━━━ Extract to read
COVID-19 vaccination in Burundi
- Date: October 18, 2021 - present
- Location: Burundi;
- Cause: COVID-19 pandemic

= COVID-19 vaccination in Burundi =

Plan to immunize against COVID-19

COVID-19 vaccination in Burundi is an ongoing immunisation campaign against severe acute respiratory syndrome coronavirus 2 (SARS-CoV-2), the virus that causes coronavirus disease 2019 (COVID-19), in response to the ongoing pandemic in the country.
Burundi was one of the last nation states in the world to commence vaccination against COVID-19. This was mostly due to the government's refusal to vaccinate the population throughout most of 2021. In February 2021, Thaddee Ndikumana, the health minister of Burundi, said his country was more concerned with prevention measures. "Since more than 95% of patients are recovering, we estimate that the vaccines are not yet necessary," local media reported.

In October 2021, however, the Burundian government announced that it had received delivery of 500,000 doses of the Chinese Sinopharm BIBP vaccine, and announced that it would begin inoculation. Targeted vaccinations subsequently started on 18 October 2021.

== History ==
=== Timeline ===
==== October 2021 ====
Burundi received a Chinese donation of 500,000 doses of the Sinopharm BIBP vaccine on 14 October and launched a targeted vaccination programme on 18 October 2021. By the end of the month 560 vaccine doses had been administered.
━━━━━━
━━━ Dataset excerpts
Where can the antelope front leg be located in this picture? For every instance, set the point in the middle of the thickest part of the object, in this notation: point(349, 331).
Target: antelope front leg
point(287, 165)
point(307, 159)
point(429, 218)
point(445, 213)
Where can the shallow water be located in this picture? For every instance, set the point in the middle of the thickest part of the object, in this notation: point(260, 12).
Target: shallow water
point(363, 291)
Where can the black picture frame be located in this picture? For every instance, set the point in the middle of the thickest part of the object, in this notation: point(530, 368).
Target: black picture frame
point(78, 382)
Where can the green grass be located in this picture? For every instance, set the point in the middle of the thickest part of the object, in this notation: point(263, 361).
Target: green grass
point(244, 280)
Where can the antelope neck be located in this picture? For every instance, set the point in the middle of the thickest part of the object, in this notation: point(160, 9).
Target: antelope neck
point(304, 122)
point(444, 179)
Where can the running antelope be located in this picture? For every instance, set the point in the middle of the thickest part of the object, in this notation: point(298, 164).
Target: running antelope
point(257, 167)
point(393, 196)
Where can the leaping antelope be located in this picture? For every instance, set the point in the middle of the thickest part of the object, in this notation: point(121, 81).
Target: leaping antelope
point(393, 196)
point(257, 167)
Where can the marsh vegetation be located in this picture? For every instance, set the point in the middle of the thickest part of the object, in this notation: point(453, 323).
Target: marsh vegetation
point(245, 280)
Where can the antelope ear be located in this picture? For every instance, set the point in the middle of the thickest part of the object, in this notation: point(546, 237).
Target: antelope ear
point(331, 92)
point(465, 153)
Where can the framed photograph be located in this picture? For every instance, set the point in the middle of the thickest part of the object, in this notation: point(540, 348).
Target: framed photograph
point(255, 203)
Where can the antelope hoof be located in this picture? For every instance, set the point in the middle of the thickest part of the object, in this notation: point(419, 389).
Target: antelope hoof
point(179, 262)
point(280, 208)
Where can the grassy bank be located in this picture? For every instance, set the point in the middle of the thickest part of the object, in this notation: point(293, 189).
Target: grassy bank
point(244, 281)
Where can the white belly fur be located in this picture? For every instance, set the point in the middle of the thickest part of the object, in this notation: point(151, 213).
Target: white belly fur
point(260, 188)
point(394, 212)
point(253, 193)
━━━━━━
Work instructions
1. Do these statements agree with the Burundi vaccination article? (a) Targeted vaccinations in Burundi began on 18 October 2021. (b) The 500,000 Sinopharm BIBP doses were purchased by the Burundian government. (c) More than 1,000 vaccine doses had been administered by the end of October 2021. Answer yes or no for each, quoting the deciding words of the article.
2. According to the Burundi vaccination article, why was Burundi one of the last nation states to begin vaccinating against COVID-19? Answer in one to three sentences.
3. Proceed with the Burundi vaccination article from where it stops.
The listing isn't needed for anything here.

Results in order
1.
(a) Yes: "Targeted vaccinations subsequently started on 18 October 2021."
(b) No: "Burundi received a Chinese donation of 500,000 doses of the Sinopharm BIBP vaccine."
(c) No: "By the end of the month 560 vaccine doses had been administered."

2. The government refused to vaccinate the population throughout most of 2021. The health minister, Thaddee Ndikumana, said the country was more concerned with prevention measures and that, since more than 95% of patients were recovering, vaccines were not yet considered necessary.

3.
==== November 2021 ====
By the end of the month 1592 vaccine doses had been administered and 778 persons were fully vaccinated.

==== December 2021 ====
By the end of the month 6421 vaccine doses had been administered and 4453 persons were fully vaccinated (less than 0.1% of the targeted population).

==== January 2022 ====
By the end of the month 8400 vaccine doses had been administered and 6016 persons were fully vaccinated (less than 0.2% of the targeted population).

==== February 2022 ====
By the end of the month 11502 vaccine doses had been administered and 9181 persons were fully vaccinated.

==== March 2022 ====
By the end of the month 12464 vaccine doses had been administered and 9906 persons were fully vaccinated.